= Material provided =
------------------------------------

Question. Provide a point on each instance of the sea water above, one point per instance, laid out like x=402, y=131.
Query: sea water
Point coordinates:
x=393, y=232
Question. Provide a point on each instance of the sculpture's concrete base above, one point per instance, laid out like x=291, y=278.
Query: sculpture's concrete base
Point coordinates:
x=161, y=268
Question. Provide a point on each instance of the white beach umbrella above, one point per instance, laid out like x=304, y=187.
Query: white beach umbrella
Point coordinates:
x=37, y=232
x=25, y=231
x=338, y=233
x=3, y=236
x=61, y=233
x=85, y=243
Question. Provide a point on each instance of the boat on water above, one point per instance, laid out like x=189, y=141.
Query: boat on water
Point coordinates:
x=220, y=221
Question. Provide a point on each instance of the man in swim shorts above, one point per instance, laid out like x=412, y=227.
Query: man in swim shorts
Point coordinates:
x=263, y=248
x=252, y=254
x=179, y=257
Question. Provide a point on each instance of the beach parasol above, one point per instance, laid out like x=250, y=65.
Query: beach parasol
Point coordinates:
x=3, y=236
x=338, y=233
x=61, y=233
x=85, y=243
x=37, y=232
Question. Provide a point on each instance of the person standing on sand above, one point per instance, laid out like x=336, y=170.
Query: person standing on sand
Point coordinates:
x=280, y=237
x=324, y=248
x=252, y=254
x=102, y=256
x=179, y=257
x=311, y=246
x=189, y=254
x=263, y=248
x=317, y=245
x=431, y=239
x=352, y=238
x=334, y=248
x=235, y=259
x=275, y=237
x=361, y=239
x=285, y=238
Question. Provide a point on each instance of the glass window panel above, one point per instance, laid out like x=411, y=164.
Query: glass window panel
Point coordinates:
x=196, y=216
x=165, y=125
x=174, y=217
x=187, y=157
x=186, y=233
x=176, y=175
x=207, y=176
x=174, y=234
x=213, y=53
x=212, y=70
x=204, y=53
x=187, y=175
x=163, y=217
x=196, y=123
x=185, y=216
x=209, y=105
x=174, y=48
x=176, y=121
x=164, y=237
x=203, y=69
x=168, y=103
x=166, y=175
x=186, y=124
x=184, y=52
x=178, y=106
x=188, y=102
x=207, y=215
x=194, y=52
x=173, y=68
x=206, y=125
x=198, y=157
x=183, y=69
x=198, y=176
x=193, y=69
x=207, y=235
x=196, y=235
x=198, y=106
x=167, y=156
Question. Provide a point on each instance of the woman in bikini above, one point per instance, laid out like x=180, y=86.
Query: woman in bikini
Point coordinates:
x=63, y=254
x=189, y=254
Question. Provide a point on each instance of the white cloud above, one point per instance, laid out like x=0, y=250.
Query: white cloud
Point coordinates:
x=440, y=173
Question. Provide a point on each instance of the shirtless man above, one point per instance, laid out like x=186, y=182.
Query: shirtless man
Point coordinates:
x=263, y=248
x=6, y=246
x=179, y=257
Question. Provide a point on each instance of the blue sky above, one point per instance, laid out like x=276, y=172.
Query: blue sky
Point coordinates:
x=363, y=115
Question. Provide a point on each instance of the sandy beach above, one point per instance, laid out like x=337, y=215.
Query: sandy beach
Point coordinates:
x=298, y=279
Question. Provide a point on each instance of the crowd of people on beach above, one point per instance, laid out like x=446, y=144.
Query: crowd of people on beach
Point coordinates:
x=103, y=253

------------------------------------

= Problem =
Give the data above as a numbered list, starting at the line with "Question. Provide a point on each instance of the boat" and ending with the line with "x=285, y=238", both included. Leave out any blank lines.

= Result of the exercise =
1. Question. Provide a point on each instance of the boat on water above, one point per instance, laid out like x=189, y=141.
2. Query: boat on water
3. Point coordinates:
4. x=220, y=221
5. Question. Provide a point on each instance of the man in swim shorts above, one point per instance, laid out like x=412, y=227.
6. Query: man in swim shorts
7. Point coordinates:
8. x=263, y=248
9. x=252, y=254
10. x=179, y=257
11. Question. Provide a point on each instance of the beach parasol above, one point per instance, laid out like x=250, y=65.
12. Query: beach parasol
13. Point coordinates:
14. x=3, y=236
15. x=338, y=233
16. x=61, y=233
17. x=85, y=243
18. x=37, y=232
19. Question. Provide a point on each instance of the person standing on sand above, one point per instance, laid out like x=336, y=170.
20. Query: person standing on sand
21. Point coordinates:
22. x=280, y=237
23. x=324, y=248
24. x=252, y=254
25. x=102, y=256
26. x=179, y=257
27. x=311, y=246
28. x=189, y=254
29. x=263, y=248
30. x=317, y=245
31. x=431, y=239
32. x=352, y=238
33. x=334, y=248
34. x=235, y=259
35. x=275, y=237
36. x=361, y=239
37. x=285, y=238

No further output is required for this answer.